La réforme des études scientifiques doit se proposer un double objet : simplifier, unifier ; — ce qui n’est possible que par une organisation philosophique de renseignement.

Dans l’arbre de la science, que faut-il faire connaître aux enfans ? — Les racines, le tronc et les branches principales ; ne leur faites pas compter les feuilles. Pour les jeunes gens, il faut aussi ramener tout à l’essentiel : plus on réduira l’étude particulière des sciences, plus on développera l’esprit véritablement scientifique, qui est le contraire de la dispersion et de la mémoire machinale. Si un Descartes refaisait aujourd’hui un Discours de la méthode, comme il démontrerait la profonde inutilité de la plupart des études dites scientifiques ! Inutilité pratique et inutilité pédagogique, pour ne rien dire de plus. Quel magistral coup de ciseaux il donnerait dans ces programmes qui semblent n’avoir d’autre but que d’étourdir l’esprit, et, comme on disait au temps de Descartes, de l’étonner, — Pascal eût dit plus encore : « de l’abêtir ! »

__Travail à faire__:
1) Relevez toutes les parties de l'arbre de la science que nomme le passage sur la réforme des études scientifiques.
2) Mettez à jour les entrées, de la ligne contenant « Expected: for each instance of the utility » jusqu'à celle contenant « x=230 y=205 » incluse, en remplaçant « one instance per line » par « one point per line » sans rien changer d'autre, et ne redonnez que ces lignes.
Le passage et les entrées proviennent de sources distinctes.

__Entrées à traiter__:
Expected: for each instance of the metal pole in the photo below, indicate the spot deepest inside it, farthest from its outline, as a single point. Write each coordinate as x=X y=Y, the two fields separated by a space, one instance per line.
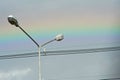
x=39 y=66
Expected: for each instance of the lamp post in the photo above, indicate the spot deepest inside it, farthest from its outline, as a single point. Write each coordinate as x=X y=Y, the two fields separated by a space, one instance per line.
x=59 y=37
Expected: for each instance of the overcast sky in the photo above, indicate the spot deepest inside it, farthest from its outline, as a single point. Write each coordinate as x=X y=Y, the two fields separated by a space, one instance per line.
x=84 y=23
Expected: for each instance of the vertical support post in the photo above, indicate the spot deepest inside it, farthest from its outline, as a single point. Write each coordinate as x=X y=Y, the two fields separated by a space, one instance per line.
x=39 y=63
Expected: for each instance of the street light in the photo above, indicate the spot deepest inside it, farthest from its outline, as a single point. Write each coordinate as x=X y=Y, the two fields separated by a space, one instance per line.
x=59 y=37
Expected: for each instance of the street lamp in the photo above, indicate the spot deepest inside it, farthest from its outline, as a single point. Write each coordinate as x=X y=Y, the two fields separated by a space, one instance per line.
x=59 y=37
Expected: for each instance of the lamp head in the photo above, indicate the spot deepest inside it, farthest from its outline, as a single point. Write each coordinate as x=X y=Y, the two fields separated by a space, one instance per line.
x=59 y=37
x=12 y=21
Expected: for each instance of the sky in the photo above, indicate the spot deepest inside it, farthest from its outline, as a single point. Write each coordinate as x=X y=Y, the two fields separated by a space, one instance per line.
x=84 y=24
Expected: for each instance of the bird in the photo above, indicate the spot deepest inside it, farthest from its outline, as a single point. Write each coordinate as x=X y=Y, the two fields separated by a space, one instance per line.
x=12 y=20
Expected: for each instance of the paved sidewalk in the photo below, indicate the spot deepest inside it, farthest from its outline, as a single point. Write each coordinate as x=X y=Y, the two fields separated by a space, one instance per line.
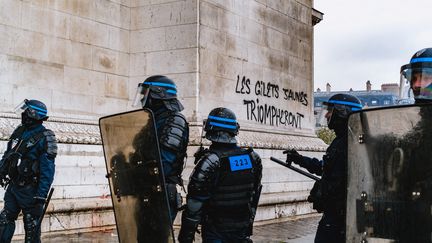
x=291 y=231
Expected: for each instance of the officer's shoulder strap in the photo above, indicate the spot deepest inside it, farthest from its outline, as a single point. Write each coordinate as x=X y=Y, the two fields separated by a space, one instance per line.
x=32 y=140
x=51 y=143
x=17 y=133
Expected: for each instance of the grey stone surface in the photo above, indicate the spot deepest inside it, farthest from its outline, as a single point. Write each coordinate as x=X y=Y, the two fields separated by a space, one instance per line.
x=292 y=231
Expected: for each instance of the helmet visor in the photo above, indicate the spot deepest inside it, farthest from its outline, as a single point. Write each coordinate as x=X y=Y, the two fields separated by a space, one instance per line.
x=141 y=95
x=21 y=107
x=325 y=114
x=416 y=83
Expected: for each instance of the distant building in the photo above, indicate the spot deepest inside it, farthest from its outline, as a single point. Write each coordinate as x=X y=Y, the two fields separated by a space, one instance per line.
x=387 y=96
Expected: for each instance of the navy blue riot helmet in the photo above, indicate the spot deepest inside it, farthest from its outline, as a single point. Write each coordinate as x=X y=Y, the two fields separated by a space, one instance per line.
x=221 y=126
x=416 y=77
x=339 y=106
x=158 y=89
x=32 y=112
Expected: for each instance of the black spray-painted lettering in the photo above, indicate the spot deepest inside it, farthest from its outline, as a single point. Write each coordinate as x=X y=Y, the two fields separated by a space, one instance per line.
x=269 y=114
x=266 y=89
x=289 y=94
x=244 y=86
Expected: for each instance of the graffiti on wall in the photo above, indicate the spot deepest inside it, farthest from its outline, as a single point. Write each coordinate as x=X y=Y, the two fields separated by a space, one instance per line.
x=260 y=111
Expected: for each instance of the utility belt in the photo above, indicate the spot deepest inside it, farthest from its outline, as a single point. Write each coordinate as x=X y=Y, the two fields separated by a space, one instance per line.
x=226 y=224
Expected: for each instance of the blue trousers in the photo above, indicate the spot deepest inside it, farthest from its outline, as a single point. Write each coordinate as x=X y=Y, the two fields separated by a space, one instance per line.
x=213 y=235
x=17 y=199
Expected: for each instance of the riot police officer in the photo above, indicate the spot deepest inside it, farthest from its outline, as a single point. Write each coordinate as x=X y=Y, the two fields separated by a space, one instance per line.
x=159 y=94
x=224 y=187
x=417 y=76
x=329 y=194
x=27 y=168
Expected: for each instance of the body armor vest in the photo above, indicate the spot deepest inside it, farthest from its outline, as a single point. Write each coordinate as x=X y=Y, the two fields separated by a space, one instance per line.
x=174 y=136
x=26 y=170
x=230 y=205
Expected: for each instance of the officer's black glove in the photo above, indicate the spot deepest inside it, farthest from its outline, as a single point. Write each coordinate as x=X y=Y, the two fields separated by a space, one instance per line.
x=293 y=156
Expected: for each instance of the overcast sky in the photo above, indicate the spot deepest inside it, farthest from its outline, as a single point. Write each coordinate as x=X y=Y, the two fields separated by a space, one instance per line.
x=368 y=40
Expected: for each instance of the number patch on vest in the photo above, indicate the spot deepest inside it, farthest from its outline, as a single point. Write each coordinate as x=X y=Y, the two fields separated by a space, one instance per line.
x=240 y=162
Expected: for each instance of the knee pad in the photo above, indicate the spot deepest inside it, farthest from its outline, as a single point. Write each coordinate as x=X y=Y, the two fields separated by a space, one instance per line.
x=31 y=228
x=7 y=225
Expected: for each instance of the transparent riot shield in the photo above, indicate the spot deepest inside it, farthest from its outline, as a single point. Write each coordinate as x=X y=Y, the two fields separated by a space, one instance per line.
x=136 y=178
x=389 y=197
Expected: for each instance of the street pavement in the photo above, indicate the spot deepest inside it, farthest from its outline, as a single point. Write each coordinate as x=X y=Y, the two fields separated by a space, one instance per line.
x=301 y=230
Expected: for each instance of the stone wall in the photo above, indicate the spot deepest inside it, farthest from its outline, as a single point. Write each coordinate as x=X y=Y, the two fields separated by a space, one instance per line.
x=84 y=59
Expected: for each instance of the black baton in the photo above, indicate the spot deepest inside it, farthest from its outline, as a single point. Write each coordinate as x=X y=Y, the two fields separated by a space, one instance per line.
x=295 y=169
x=46 y=205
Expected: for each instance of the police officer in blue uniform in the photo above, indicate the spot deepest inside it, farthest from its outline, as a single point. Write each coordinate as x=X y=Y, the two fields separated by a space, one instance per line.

__Réponses__:
1) Les racines, le tronc, les branches principales et les feuilles.

2)
Expected: for each instance of the utility belt in the photo above, indicate the spot deepest inside it, farthest from its outline, as a single point. Write each coordinate as x=X y=Y, the two fields separated by a space, one point per line.
x=226 y=224
Expected: for each instance of the blue trousers in the photo above, indicate the spot deepest inside it, farthest from its outline, as a single point. Write each coordinate as x=X y=Y, the two fields separated by a space, one point per line.
x=213 y=235
x=17 y=199
Expected: for each instance of the riot police officer in the photo above, indicate the spot deepest inside it, farthest from its outline, as a single point. Write each coordinate as x=X y=Y, the two fields separated by a space, one point per line.
x=159 y=94
x=224 y=187
x=417 y=76
x=329 y=194
x=27 y=168
Expected: for each instance of the body armor vest in the photo above, indicate the spot deepest inside it, farthest from its outline, as a single point. Write each coordinate as x=X y=Y, the two fields separated by a space, one point per line.
x=174 y=136
x=26 y=170
x=230 y=205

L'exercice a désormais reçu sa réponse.